═══ Passage shown ═══

ISIS - Defining data dependent models

From Remeis-Wiki
Revision as of 17:23, 29 May 2019 by Stierhof (talk | contribs) (Created page with "ISIS provides a variety of ways to fit arbitrary complicated models to your data. One of the most straightforward approaches for 'complicated' models is tying parameters toget...")
(diff) ← Older revision | Latest revision (diff) | Newer revision → (diff)
Jump to navigation Jump to search

ISIS provides a variety of ways to fit arbitrary complicated models to your data. One of the most straightforward approaches for 'complicated' models is tying parameters together either by the tie-to field (which is not very robust) or by assigning the parameter value to a slang call like:

#=> 0.03*constant(1).value

Here we will discover a different way to define a fit function which is mostly the same for multiple data sets but not for all

Multiple similar data sets

Consider the following situation. From a source there are multiple observations available for different observation times. The observations are performed by different instruments so you expect some deviations between the data sets although they were taken at the same time. But you are sure that the difference in the data is only a normalization factor so the simultaneous taken data should have the same shape.

═══ Supplied data ═══

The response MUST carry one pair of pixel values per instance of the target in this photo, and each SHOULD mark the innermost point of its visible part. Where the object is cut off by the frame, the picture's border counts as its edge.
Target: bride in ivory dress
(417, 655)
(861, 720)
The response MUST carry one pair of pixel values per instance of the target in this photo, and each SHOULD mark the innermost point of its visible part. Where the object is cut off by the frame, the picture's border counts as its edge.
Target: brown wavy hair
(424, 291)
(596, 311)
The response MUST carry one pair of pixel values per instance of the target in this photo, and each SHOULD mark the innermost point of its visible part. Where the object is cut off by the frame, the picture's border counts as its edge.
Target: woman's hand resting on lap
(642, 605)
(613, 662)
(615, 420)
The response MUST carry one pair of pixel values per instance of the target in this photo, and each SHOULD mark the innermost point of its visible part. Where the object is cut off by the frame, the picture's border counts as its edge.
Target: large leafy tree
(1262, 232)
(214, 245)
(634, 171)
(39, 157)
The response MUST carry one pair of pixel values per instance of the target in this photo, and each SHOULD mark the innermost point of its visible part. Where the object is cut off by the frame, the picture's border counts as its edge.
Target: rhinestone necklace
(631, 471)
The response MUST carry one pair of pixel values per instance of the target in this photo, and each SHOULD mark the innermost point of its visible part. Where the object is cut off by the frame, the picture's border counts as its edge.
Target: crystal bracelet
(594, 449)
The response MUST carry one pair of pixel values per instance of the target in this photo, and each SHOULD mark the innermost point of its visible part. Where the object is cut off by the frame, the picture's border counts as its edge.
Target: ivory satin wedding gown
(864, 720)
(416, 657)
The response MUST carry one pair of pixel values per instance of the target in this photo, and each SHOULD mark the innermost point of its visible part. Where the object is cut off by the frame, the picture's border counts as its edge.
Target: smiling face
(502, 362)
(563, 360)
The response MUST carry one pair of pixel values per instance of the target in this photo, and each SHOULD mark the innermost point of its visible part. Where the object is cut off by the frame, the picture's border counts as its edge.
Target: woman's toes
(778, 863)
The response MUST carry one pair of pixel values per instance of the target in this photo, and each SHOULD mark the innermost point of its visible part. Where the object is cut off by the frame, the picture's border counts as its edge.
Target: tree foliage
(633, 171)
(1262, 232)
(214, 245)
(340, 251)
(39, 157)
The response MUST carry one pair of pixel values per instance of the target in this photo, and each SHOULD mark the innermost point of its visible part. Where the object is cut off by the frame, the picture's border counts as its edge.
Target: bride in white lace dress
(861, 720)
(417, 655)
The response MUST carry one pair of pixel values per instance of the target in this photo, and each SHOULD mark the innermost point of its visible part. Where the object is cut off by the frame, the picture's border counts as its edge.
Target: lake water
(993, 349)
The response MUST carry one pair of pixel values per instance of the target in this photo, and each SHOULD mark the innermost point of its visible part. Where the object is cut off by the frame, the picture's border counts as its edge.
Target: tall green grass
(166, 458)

═══
═══ Supplied data ═══

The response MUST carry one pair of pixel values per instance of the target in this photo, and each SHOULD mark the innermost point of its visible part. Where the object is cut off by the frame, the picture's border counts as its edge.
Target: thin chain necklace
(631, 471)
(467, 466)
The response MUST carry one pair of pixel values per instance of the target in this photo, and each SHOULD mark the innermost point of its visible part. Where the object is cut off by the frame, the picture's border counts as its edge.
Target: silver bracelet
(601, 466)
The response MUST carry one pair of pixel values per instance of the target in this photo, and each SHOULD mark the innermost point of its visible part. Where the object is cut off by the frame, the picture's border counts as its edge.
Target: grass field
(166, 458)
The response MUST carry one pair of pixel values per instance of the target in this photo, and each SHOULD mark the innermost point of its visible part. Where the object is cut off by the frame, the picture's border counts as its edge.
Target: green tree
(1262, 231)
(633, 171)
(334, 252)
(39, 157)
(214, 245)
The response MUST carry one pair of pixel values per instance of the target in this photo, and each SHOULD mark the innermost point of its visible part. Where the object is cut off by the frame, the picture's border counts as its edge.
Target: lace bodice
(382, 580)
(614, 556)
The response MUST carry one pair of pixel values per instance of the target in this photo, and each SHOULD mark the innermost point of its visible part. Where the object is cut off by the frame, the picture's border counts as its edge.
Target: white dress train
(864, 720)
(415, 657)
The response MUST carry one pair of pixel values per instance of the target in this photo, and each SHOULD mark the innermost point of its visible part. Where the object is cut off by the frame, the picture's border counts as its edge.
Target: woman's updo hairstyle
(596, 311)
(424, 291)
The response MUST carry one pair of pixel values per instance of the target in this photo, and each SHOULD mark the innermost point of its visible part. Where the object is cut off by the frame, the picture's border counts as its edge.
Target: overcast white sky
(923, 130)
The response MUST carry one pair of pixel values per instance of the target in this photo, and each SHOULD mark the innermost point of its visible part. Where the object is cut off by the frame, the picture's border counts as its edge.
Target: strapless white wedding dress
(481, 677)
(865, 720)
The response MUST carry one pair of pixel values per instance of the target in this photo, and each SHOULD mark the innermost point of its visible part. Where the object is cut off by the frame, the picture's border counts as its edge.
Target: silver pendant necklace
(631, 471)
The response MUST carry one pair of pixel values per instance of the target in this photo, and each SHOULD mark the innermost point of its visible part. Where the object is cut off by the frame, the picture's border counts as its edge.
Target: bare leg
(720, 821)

═══

» **To be done**
- A) Answer these questions about the ISIS wiki page, one per line:
(i) Which way of tying parameters does the page call not very robust?
(ii) What performs the observations in the situation described?
(iii) What is said to be the only difference in the data?
- B) Rewrite the part of the ISIS wiki page that opens with the words containing "Here we will" and closes with "the same shape.", putting "scaling factor" in place of "normalization factor".
- C) Does each statement agree with the ISIS wiki page? Answer yes or no, one per line, and quote the words that decide it.
(i) The tie-to field is a robust way to tie parameters together.
(ii) The observations are performed by different instruments.
(iii) The simultaneously taken data are expected to differ in shape.

» **The responses**
- A)
(i) The tie-to field.
(ii) Different instruments.
(iii) A normalization factor.

- B)
Here we will discover a different way to define a fit function which is mostly the same for multiple data sets but not for all

Multiple similar data sets

Consider the following situation. From a source there are multiple observations available for different observation times. The observations are performed by different instruments so you expect some deviations between the data sets although they were taken at the same time. But you are sure that the difference in the data is only a scaling factor so the simultaneous taken data should have the same shape.

- C)
(i) No: "(which is not very robust)"
(ii) Yes: "The observations are performed by different instruments"
(iii) No: "so the simultaneous taken data should have the same shape"